**INSTRUCTIONS:**
a – According to the counterterrorism passage, how many al Qaeda terrorists did Jordanian authorities arrest?
b – List every effect that the counterterrorism passage says the "Y2K" computer programming glitches might have.
c – Transcribe the counterterrorism passage word for word, everything from "Why was this" down to "of the border.".

** STUDY TEXT follows **

Responsibility for domestic intelligence gathering on
terrorism was vested solely in the FBI, yet during almost all of the
Clinton administration the relationship between the FBI Director and the
President was nearly nonexistent. The FBI Director would not communicate
directly with the President. His key personnel shared very little
information with the National Security Council and the rest of the
national security community. As a consequence, one of the critical working
relationships in the counterterrorism effort was broken.
The Millennium Exception
Before concluding our narrative, we offer a reminder,
and an explanation, of the one period in which the government as a whole
seemed to be acting in concert to deal with terrorism-the last weeks of
December 1999 preceding the millennium.
In the period between December 1999 and early January
2000, information about terrorism flowed widely and abundantly. The flow
from the FBI was particularly remarkable because the FBI at other times
shared almost no information. That from the intelligence community was
also remarkable, because some of it reached officials-local airport
managers and local police departments-who had not seen such information
before and would not see it again before 9/11, if then. And the terrorist
threat, in the United States even more than abroad, engaged the frequent
attention of high officials in the executive branch and leaders in both
houses of Congress.
Why was this so? Most obviously, it was because everyone
was already on edge with the millennium and possible computer programming
glitches ("Y2K") that might obliterate records, shut down power and
communication lines, or otherwise disrupt daily life. Then, Jordanian
authorities arrested 16 al Qaeda terrorists planning a number of bombings
in that country. Those in custody included two U.S. citizens. Soon after,
an alert Customs agent caught Ahmed Ressam bringing explosives across the
Canadian border with the apparent intention of blowing up Los Angeles
airport. He was found to have confederates on both sides of the border.

** End of STUDY TEXT **
** SOURCE MATERIAL follows **

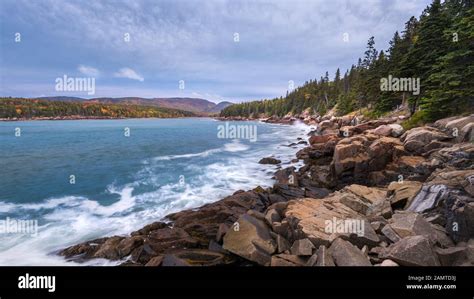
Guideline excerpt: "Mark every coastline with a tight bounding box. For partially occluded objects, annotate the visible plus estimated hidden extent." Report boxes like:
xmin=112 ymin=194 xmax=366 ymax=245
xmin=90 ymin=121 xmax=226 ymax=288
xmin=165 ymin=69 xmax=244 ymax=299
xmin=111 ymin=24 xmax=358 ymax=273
xmin=53 ymin=116 xmax=474 ymax=266
xmin=0 ymin=115 xmax=207 ymax=122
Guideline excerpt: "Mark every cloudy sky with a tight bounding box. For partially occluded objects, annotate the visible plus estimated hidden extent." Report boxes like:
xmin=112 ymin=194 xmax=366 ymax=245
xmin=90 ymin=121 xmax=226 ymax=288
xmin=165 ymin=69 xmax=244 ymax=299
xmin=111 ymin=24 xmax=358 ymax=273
xmin=0 ymin=0 xmax=430 ymax=102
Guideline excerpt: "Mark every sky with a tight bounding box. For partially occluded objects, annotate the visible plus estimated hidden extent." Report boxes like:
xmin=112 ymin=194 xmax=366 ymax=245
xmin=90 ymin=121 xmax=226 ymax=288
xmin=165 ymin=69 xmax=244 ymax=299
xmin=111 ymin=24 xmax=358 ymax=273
xmin=0 ymin=0 xmax=431 ymax=103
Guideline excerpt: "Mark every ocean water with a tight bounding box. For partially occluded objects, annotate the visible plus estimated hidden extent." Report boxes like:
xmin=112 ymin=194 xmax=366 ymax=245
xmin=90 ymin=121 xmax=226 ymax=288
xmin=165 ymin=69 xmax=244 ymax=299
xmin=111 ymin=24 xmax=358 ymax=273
xmin=0 ymin=118 xmax=310 ymax=265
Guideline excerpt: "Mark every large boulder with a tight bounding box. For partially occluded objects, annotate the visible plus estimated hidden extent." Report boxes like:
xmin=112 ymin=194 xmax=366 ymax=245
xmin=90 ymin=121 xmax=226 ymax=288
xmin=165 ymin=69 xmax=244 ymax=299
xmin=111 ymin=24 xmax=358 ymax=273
xmin=313 ymin=246 xmax=336 ymax=267
xmin=386 ymin=236 xmax=440 ymax=266
xmin=161 ymin=249 xmax=228 ymax=267
xmin=309 ymin=134 xmax=338 ymax=145
xmin=400 ymin=127 xmax=453 ymax=154
xmin=222 ymin=214 xmax=277 ymax=266
xmin=270 ymin=253 xmax=306 ymax=267
xmin=329 ymin=238 xmax=372 ymax=266
xmin=258 ymin=157 xmax=281 ymax=164
xmin=429 ymin=142 xmax=474 ymax=170
xmin=291 ymin=239 xmax=314 ymax=256
xmin=284 ymin=186 xmax=380 ymax=247
xmin=388 ymin=181 xmax=422 ymax=209
xmin=390 ymin=211 xmax=437 ymax=243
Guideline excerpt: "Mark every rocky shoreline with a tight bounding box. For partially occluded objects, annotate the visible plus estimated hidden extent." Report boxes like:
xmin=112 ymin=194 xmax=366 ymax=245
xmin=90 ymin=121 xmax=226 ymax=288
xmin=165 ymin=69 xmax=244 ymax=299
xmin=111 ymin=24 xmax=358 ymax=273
xmin=58 ymin=115 xmax=474 ymax=266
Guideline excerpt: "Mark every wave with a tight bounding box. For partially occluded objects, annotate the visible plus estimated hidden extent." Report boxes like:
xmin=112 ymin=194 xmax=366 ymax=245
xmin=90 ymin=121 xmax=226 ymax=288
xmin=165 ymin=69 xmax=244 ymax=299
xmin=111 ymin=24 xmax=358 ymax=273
xmin=0 ymin=120 xmax=308 ymax=266
xmin=152 ymin=139 xmax=249 ymax=164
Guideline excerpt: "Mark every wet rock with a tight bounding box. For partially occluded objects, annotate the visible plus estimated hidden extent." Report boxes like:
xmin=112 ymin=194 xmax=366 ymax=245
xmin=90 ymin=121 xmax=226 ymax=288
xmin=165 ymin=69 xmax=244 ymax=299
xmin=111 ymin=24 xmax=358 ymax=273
xmin=275 ymin=166 xmax=298 ymax=186
xmin=270 ymin=254 xmax=306 ymax=267
xmin=388 ymin=181 xmax=422 ymax=209
xmin=387 ymin=236 xmax=440 ymax=266
xmin=380 ymin=260 xmax=398 ymax=267
xmin=146 ymin=227 xmax=199 ymax=253
xmin=456 ymin=122 xmax=474 ymax=143
xmin=447 ymin=202 xmax=474 ymax=242
xmin=381 ymin=224 xmax=401 ymax=243
xmin=145 ymin=255 xmax=163 ymax=267
xmin=216 ymin=223 xmax=229 ymax=243
xmin=429 ymin=142 xmax=474 ymax=170
xmin=92 ymin=237 xmax=123 ymax=260
xmin=291 ymin=239 xmax=314 ymax=256
xmin=275 ymin=234 xmax=290 ymax=253
xmin=314 ymin=246 xmax=336 ymax=267
xmin=273 ymin=183 xmax=305 ymax=200
xmin=408 ymin=185 xmax=448 ymax=213
xmin=167 ymin=190 xmax=270 ymax=246
xmin=265 ymin=209 xmax=281 ymax=225
xmin=130 ymin=222 xmax=168 ymax=237
xmin=390 ymin=211 xmax=436 ymax=244
xmin=329 ymin=238 xmax=372 ymax=266
xmin=223 ymin=214 xmax=276 ymax=265
xmin=388 ymin=124 xmax=405 ymax=138
xmin=117 ymin=236 xmax=143 ymax=257
xmin=161 ymin=249 xmax=226 ymax=267
xmin=400 ymin=127 xmax=452 ymax=154
xmin=373 ymin=125 xmax=392 ymax=136
xmin=434 ymin=246 xmax=474 ymax=266
xmin=309 ymin=134 xmax=338 ymax=145
xmin=258 ymin=157 xmax=281 ymax=164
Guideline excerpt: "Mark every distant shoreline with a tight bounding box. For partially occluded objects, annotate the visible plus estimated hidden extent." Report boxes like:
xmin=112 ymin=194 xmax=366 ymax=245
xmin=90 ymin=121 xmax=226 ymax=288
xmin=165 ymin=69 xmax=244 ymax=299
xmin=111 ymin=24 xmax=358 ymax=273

** End of SOURCE MATERIAL **

**ANSWER SECTION:**
a – 16

b –
- Obliterate records
- Shut down power and communication lines
- Otherwise disrupt daily life

c –
Why was this so? Most obviously, it was because everyone
was already on edge with the millennium and possible computer programming
glitches ("Y2K") that might obliterate records, shut down power and
communication lines, or otherwise disrupt daily life. Then, Jordanian
authorities arrested 16 al Qaeda terrorists planning a number of bombings
in that country. Those in custody included two U.S. citizens. Soon after,
an alert Customs agent caught Ahmed Ressam bringing explosives across the
Canadian border with the apparent intention of blowing up Los Angeles
airport. He was found to have confederates on both sides of the border.